*TASK GOAL*:
Please give the data below again in full, exactly as it stands.

*Stored records*:
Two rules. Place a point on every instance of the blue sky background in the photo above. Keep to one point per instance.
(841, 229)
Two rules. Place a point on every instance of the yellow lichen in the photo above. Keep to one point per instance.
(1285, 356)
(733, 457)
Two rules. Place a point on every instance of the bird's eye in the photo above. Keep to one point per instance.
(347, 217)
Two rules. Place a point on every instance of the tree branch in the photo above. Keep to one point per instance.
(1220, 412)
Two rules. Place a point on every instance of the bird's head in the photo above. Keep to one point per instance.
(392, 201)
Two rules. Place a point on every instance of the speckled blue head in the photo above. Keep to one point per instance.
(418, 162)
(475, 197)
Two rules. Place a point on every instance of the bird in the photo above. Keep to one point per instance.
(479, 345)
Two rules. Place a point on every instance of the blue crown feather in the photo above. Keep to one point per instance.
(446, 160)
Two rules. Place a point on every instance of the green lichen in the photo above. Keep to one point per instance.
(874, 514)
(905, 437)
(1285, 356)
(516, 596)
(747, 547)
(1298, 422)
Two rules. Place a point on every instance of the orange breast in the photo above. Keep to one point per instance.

*RESULT FOR THIS EXERCISE*:
Two rules. Place a point on every instance of the blue sky background in the photo above. Keep to one point per instance.
(841, 229)
Two rules. Place a point on every instance of the yellow lichen in the photo above. Keep to one point per instance.
(1285, 356)
(733, 457)
Two rules. Place a point on every instance of the bird's eye in the photo above. Keep to one point per instance.
(347, 217)
Two rules. Place a point on every instance of the tree branch in the photo above. Keep to one point per instance.
(1220, 412)
Two rules. Place a point on every instance of the bird's head in the photo above. Keep to one point per instance.
(392, 201)
Two rules. Place a point on every instance of the speckled blue head in the photo above. Keep to one point per instance.
(418, 162)
(475, 197)
Two rules. Place a point on every instance of the bird in the photo above. Keep to one point per instance.
(479, 345)
Two rules. Place a point on every instance of the blue crown feather in the photo above. Keep to one point per instance.
(446, 160)
Two rules. Place a point on every instance of the green lichen in the photo above. Keep to one point per instance.
(874, 514)
(905, 437)
(1285, 356)
(516, 596)
(747, 547)
(1298, 422)
Two rules. Place a point on every instance of the orange breast in the photo above. Keep to one point per instance.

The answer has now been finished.